Source document:
Hernández Catá then parrots a racialized discourse that will set the stage for Sarduy’s parodic rephrasing decades later:
The two marines perceived with astonishment that to each one of the vertices of the mestizaje corresponded an attitude. But all this mimeticism, so complicated, so artificial, was produced with mysterious naturalness. Without a doubt that game of transformations came from an indoctrination by the old man; but atop a special, basic, predisposition, born of the mixing of races. (172)
Hernández Catá’s description of the single, multifaceted but empty “woman” suggests some of the themes that would later obsess Sarduy, but transmogrified from carceral fantasy to liberating philosophy: mimesis (Sarduy brilliantly extended Roger Caillois’s reflections on mimesis to transvestism), artificiality, identity as performance around an absent center.
The General protests that the transformations are “not theater” but a cocktail “of flesh, blood, and entrails.” His racist diatribes continue until he passes out and the two marines flee to board their departing ship. Later, having followed the westward route from Europe and Africa to Cuba and further still to New Orleans, finally landing in New York, the sailors read in a newspaper that the General was murdered that same dawn. No one knows what became of his servant, who has, it seems, exacted her/their revenge. This allows the possibility of a recuperative reading against itself, in which the story contains its own obliteration. The murder of the stock racist character and liberation of the woman/women suggests a murdering of ideologies too. No culprit is found, and the police believe that “more than one person, at least three” were involved in killing the “excessively dead” MacClure, felled by a shot to the chest, an “oriental” cross on his back, and dents to his head from a heavy blow (175).
“Cocktail” was published in a Venezuelan literary journal as “an erotic tale”; it’s hard to know how it circulated, and if or how Sarduy might have encountered it. Sarduy’s letters back to his family from Paris in the early 1960s turn up comments on his second novel as it came into being, with no reference to “Cocktail.” But direct influence here is not really necessary. The clichés were sufficiently available enough to be the raw material for both authors. Still, a number of elements and concerns eerily anticipate Sarduy’s novel. It is as if the later author seized on the barest, most hackneyed elements of Hernández Catá’s story and spun from them a fantastical exaggeration, and hence undoing.

Material provided:
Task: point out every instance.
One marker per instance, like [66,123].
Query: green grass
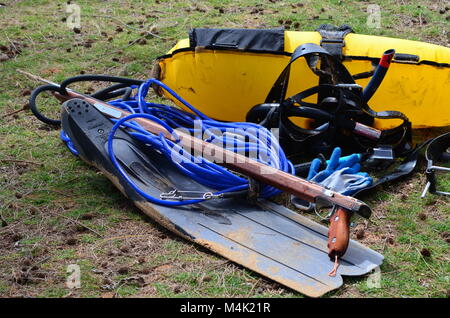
[60,184]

Exercises to complete:
**1)** Reproduce word for word the stretch of the passage on "Cocktail" that starts at "Hernández Catá then" and ends after "of races. (172)".
**2)** Answer these from the passage on "Cocktail":
(a) Whose reflections on mimesis did Sarduy extend to transvestism?
(b) In which city do the sailors finally land?
(c) In what kind of publication did "Cocktail" first appear?
The lines that come after the passage are separate material.

Solution list:
**1)**
Hernández Catá then parrots a racialized discourse that will set the stage for Sarduy’s parodic rephrasing decades later:
The two marines perceived with astonishment that to each one of the vertices of the mestizaje corresponded an attitude. But all this mimeticism, so complicated, so artificial, was produced with mysterious naturalness. Without a doubt that game of transformations came from an indoctrination by the old man; but atop a special, basic, predisposition, born of the mixing of races. (172)

**2)**
(a) Roger Caillois's
(b) New York
(c) A Venezuelan literary journal, as "an erotic tale"